* _Task statement_
Output only the lines from the line holding "Target: lamp post" through the close of the records, exactly as they appear, with all pictures omitted.

* _Raw data_
## Start

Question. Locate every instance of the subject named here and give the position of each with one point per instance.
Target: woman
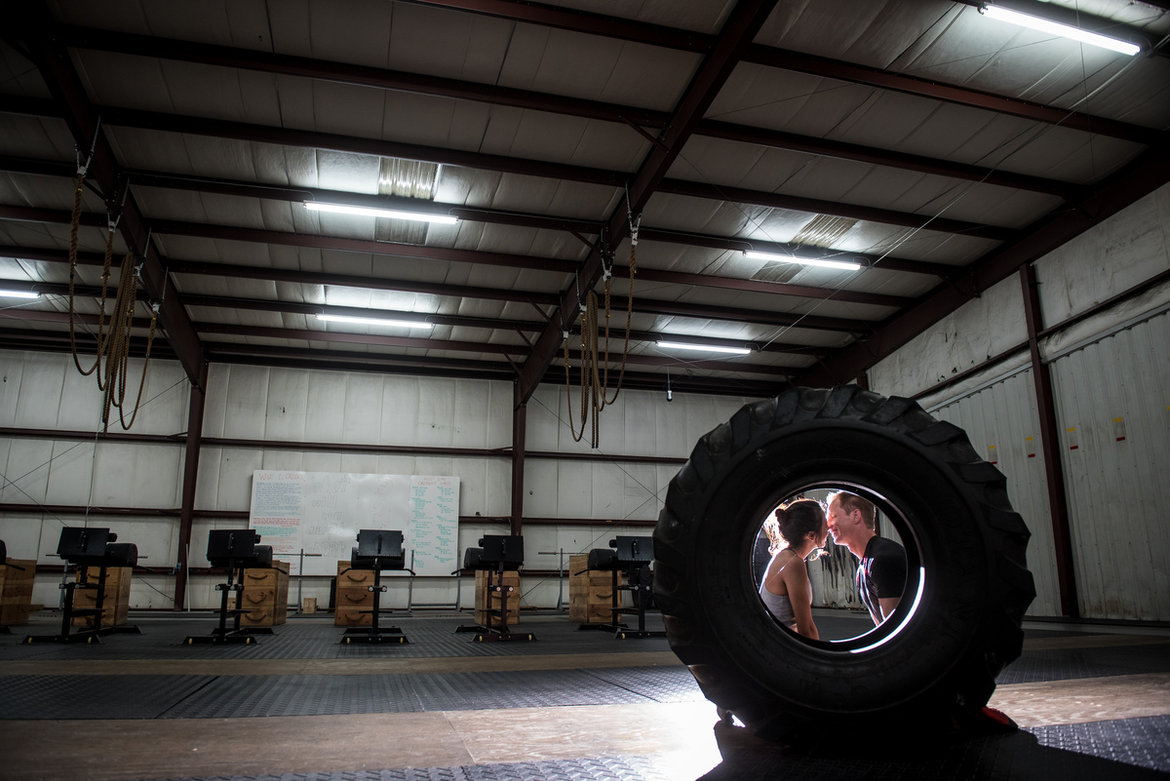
(785, 588)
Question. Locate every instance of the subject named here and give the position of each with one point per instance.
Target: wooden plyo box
(591, 592)
(486, 601)
(16, 592)
(266, 595)
(352, 599)
(115, 601)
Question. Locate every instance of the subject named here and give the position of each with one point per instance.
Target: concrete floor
(1068, 676)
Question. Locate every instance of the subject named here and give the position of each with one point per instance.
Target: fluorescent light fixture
(19, 294)
(847, 265)
(393, 214)
(376, 320)
(709, 348)
(1062, 30)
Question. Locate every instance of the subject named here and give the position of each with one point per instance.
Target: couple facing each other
(803, 529)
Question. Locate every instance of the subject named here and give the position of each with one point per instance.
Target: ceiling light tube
(1057, 28)
(710, 348)
(376, 320)
(19, 294)
(370, 212)
(846, 265)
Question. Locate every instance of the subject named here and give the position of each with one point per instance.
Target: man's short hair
(851, 502)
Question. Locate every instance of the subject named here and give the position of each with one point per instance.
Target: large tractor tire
(958, 622)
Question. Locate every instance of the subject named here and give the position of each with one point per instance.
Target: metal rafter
(1147, 173)
(33, 25)
(744, 21)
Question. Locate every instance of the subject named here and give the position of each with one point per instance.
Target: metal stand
(633, 555)
(496, 555)
(221, 635)
(4, 562)
(234, 550)
(410, 594)
(300, 574)
(377, 550)
(85, 547)
(561, 576)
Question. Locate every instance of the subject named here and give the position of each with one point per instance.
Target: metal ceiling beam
(771, 288)
(743, 22)
(682, 381)
(887, 80)
(834, 208)
(887, 263)
(390, 249)
(241, 131)
(871, 156)
(316, 241)
(323, 278)
(1143, 175)
(373, 339)
(399, 81)
(582, 21)
(311, 139)
(806, 63)
(641, 304)
(350, 74)
(491, 216)
(32, 23)
(617, 333)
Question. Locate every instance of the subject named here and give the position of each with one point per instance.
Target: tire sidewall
(940, 520)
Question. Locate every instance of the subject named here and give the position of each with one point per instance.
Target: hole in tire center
(837, 610)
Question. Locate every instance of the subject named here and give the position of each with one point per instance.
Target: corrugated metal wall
(1003, 424)
(1113, 401)
(47, 392)
(1113, 406)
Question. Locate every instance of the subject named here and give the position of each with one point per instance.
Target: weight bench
(377, 550)
(234, 550)
(631, 555)
(4, 562)
(496, 554)
(83, 547)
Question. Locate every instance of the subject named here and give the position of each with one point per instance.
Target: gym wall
(1109, 378)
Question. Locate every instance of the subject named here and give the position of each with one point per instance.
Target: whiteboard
(322, 512)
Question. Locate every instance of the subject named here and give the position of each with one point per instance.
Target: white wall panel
(1003, 424)
(26, 465)
(39, 395)
(541, 488)
(287, 408)
(1113, 398)
(1121, 253)
(985, 326)
(21, 534)
(325, 407)
(236, 401)
(137, 475)
(362, 414)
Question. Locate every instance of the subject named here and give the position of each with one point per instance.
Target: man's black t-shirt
(881, 573)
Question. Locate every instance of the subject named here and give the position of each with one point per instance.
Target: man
(881, 569)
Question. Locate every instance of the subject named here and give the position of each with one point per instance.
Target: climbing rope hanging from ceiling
(594, 368)
(112, 341)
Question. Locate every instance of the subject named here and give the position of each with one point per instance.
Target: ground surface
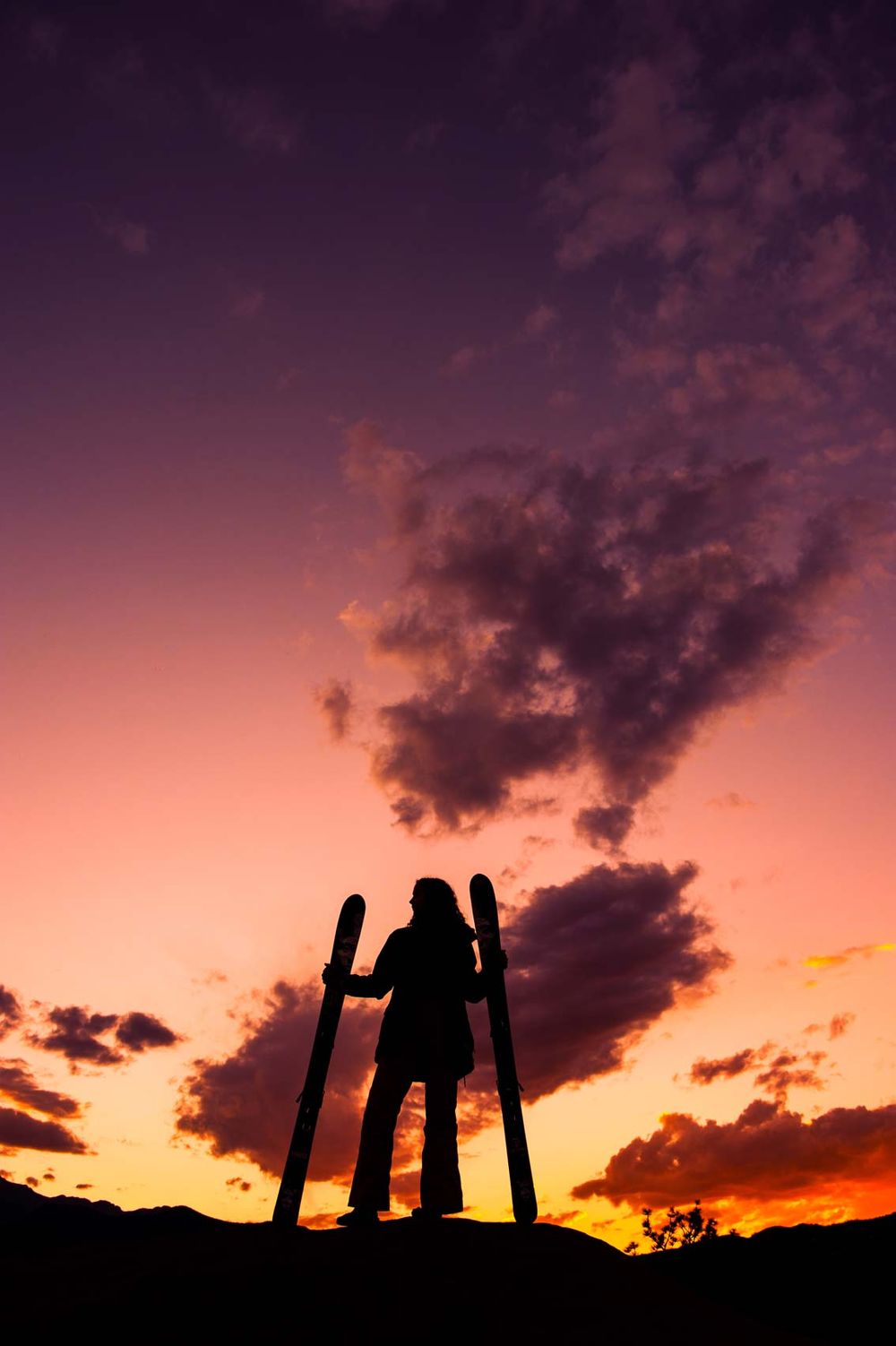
(175, 1275)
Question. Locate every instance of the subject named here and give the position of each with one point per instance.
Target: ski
(485, 909)
(295, 1169)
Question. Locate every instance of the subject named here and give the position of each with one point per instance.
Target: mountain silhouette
(74, 1263)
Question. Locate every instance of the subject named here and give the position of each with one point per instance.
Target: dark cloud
(19, 1131)
(574, 618)
(140, 1031)
(766, 1153)
(337, 704)
(11, 1011)
(244, 1104)
(724, 1067)
(77, 1034)
(788, 1070)
(606, 825)
(778, 1069)
(238, 1184)
(19, 1085)
(595, 962)
(74, 1032)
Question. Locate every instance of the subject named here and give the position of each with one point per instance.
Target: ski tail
(485, 908)
(286, 1212)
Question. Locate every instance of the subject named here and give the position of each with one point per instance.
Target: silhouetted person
(431, 970)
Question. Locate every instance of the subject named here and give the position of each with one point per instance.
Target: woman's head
(434, 903)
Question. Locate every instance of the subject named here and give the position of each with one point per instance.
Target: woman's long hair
(437, 909)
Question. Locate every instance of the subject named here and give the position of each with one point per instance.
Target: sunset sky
(439, 437)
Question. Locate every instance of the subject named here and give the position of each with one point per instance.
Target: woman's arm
(375, 983)
(478, 983)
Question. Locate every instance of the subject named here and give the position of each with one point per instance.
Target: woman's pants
(440, 1177)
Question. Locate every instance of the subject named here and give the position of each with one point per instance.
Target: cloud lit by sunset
(447, 439)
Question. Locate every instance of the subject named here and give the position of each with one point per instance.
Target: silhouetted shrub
(680, 1230)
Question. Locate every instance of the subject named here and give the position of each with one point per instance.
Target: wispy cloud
(254, 117)
(132, 237)
(840, 960)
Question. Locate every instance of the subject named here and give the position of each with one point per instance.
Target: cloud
(248, 303)
(461, 361)
(21, 1131)
(140, 1031)
(790, 1070)
(244, 1104)
(731, 801)
(238, 1184)
(839, 960)
(19, 1085)
(582, 619)
(778, 1069)
(657, 173)
(254, 118)
(734, 378)
(541, 321)
(840, 1024)
(11, 1011)
(426, 134)
(766, 1153)
(723, 1067)
(389, 474)
(74, 1032)
(77, 1034)
(606, 824)
(596, 962)
(131, 236)
(335, 702)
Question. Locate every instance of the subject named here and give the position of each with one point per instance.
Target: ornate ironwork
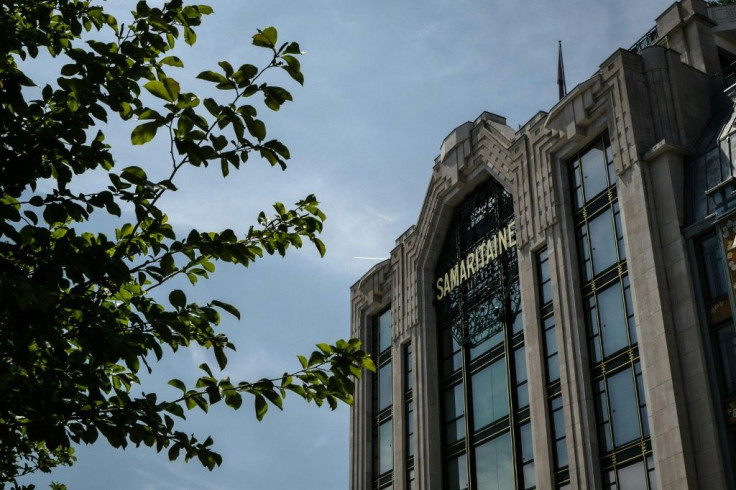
(646, 40)
(488, 300)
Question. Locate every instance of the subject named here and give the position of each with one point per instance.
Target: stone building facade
(561, 314)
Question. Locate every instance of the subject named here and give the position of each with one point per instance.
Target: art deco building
(562, 313)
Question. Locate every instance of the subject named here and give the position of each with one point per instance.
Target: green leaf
(167, 88)
(226, 67)
(177, 298)
(234, 399)
(176, 383)
(144, 133)
(266, 38)
(261, 406)
(227, 307)
(212, 76)
(172, 61)
(134, 175)
(189, 36)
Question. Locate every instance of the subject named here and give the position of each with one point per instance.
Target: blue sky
(385, 83)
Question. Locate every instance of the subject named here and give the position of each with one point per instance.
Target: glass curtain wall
(712, 267)
(409, 415)
(486, 426)
(621, 411)
(383, 454)
(552, 371)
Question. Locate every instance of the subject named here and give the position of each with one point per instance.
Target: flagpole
(561, 73)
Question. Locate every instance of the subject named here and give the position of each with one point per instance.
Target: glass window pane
(591, 317)
(494, 464)
(624, 412)
(612, 320)
(593, 163)
(453, 356)
(386, 452)
(384, 386)
(550, 346)
(384, 331)
(619, 232)
(653, 485)
(527, 455)
(602, 241)
(522, 390)
(584, 260)
(577, 187)
(408, 369)
(632, 477)
(490, 394)
(558, 432)
(455, 413)
(629, 310)
(603, 420)
(727, 350)
(457, 473)
(715, 278)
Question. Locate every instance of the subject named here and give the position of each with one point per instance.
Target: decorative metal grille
(488, 299)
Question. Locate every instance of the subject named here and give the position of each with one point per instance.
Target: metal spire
(561, 73)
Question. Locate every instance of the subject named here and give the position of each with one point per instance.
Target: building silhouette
(562, 313)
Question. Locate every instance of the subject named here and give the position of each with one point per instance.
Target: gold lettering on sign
(476, 259)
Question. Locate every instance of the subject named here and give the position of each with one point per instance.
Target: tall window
(486, 425)
(383, 453)
(409, 416)
(623, 431)
(714, 269)
(552, 370)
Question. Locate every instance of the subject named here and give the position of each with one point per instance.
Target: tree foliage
(78, 319)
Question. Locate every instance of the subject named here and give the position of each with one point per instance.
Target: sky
(385, 82)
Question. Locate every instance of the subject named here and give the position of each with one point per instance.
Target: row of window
(487, 440)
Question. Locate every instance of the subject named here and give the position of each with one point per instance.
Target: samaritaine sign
(476, 259)
(476, 281)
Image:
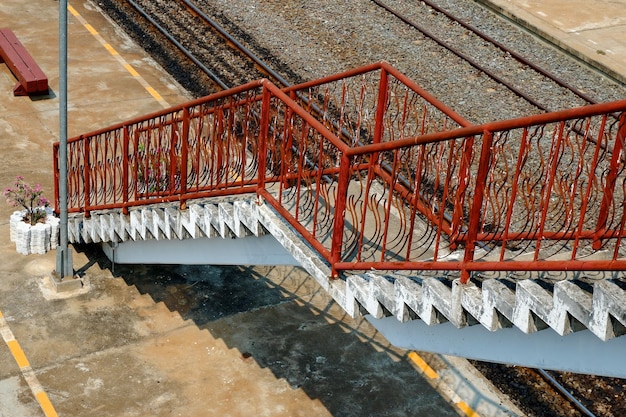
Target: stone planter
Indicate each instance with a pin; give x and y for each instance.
(37, 239)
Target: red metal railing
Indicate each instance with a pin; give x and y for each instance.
(375, 173)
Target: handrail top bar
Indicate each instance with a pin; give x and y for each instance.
(474, 130)
(316, 124)
(173, 109)
(384, 65)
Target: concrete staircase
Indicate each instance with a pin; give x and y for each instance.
(565, 306)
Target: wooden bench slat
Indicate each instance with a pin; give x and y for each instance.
(32, 79)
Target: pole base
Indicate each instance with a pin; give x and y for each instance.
(65, 284)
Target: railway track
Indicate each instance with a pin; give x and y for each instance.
(207, 55)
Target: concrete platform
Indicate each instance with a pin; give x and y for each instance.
(593, 30)
(133, 341)
(169, 340)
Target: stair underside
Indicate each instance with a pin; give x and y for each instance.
(565, 306)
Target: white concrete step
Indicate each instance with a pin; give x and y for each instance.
(565, 306)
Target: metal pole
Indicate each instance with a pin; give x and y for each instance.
(65, 266)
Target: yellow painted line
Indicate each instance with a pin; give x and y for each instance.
(27, 371)
(130, 69)
(421, 363)
(91, 29)
(119, 58)
(466, 409)
(111, 50)
(72, 10)
(432, 374)
(18, 353)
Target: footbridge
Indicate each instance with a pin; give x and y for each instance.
(502, 241)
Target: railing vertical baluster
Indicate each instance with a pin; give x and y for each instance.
(456, 223)
(55, 162)
(609, 188)
(381, 106)
(87, 173)
(263, 133)
(340, 213)
(126, 183)
(476, 210)
(184, 157)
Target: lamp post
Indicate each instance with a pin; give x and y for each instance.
(64, 265)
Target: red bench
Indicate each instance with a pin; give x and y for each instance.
(31, 79)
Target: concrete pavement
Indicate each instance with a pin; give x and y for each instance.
(139, 340)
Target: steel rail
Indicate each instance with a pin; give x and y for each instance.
(565, 393)
(231, 41)
(184, 50)
(464, 56)
(520, 58)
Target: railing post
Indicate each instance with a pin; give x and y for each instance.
(475, 212)
(87, 173)
(125, 181)
(381, 106)
(340, 213)
(184, 157)
(263, 133)
(456, 223)
(55, 151)
(609, 188)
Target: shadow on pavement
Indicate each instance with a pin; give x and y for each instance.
(281, 319)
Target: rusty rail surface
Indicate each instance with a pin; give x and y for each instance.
(375, 173)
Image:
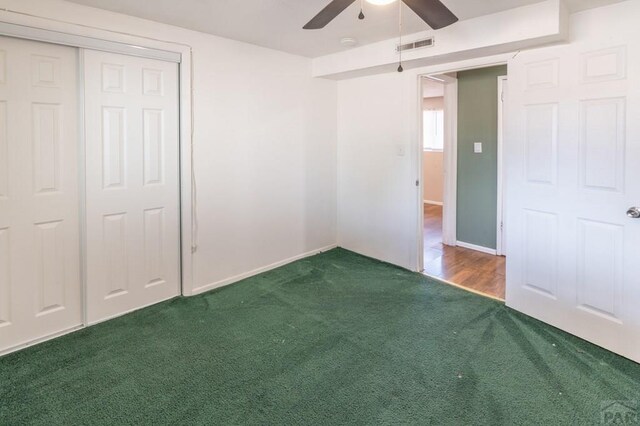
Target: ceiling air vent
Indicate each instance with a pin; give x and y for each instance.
(427, 42)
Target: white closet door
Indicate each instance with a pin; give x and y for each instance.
(132, 187)
(40, 292)
(574, 171)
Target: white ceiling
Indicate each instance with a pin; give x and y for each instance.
(277, 24)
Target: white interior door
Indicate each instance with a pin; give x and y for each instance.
(40, 290)
(573, 158)
(132, 186)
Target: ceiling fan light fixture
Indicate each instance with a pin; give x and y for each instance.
(380, 2)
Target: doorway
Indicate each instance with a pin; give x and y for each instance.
(462, 229)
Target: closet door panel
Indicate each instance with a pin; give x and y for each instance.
(40, 285)
(132, 183)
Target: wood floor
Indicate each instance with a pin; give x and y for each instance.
(471, 269)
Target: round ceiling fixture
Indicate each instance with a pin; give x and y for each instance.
(380, 2)
(348, 41)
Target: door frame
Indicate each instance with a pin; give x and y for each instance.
(450, 193)
(501, 249)
(41, 28)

## End

* _Response below_
Target: lamp post
Indicate each instance with a pin; give x and y for each instance.
(64, 265)
Target: red bench
Indicate each instance with a pin; give x and y for each instance.
(31, 79)
Target: concrete pavement
Indicate each instance with a pin; give x and y for each instance.
(139, 340)
Target: steel rail
Indicate each instance with a pin; give x and y for each instance.
(565, 393)
(231, 41)
(184, 50)
(464, 56)
(520, 58)
Target: railing post
Indicate each instance with a pin; give x and y for each instance.
(475, 212)
(87, 173)
(125, 181)
(381, 106)
(340, 213)
(184, 157)
(263, 133)
(456, 223)
(55, 151)
(609, 188)
Target: shadow on pavement
Indicate each instance with a pin; give x and y for each instance.
(281, 319)
Target: rusty rail surface
Indicate each instance with a pin; give x and y for each instance.
(375, 173)
Image:
Target: ceiling air vent
Indicate each instance with a pin; give x and y for each instance.
(427, 42)
Target: white closet door
Indicate each instance with a pin; give x and y for each instance.
(132, 187)
(40, 292)
(574, 171)
Target: white ceiling
Indicate each instance with a pin; give x and y for each instance.
(277, 24)
Target: white interior door
Indicate each instance with a pin; give x and y for each instance.
(40, 290)
(573, 158)
(132, 186)
Target: ceiling fan light fixture
Indicate each instance with a pin; give x and y for each instance.
(380, 2)
Target: doorway
Indicate each instance with a pin; give x and y for each instance.
(462, 229)
Target: closet door panel
Indicate each instance with a pin; give x and y for each instance.
(40, 285)
(132, 183)
Target: wood floor
Indicate each instance with a pin; give x and y for each instance.
(471, 269)
Target: round ceiling fixture
Indicate each instance with a pin; give x and y for each instance.
(380, 2)
(348, 41)
Target: door frame
Indicate each instance with a pin; give x and y for each instance.
(450, 193)
(501, 249)
(41, 28)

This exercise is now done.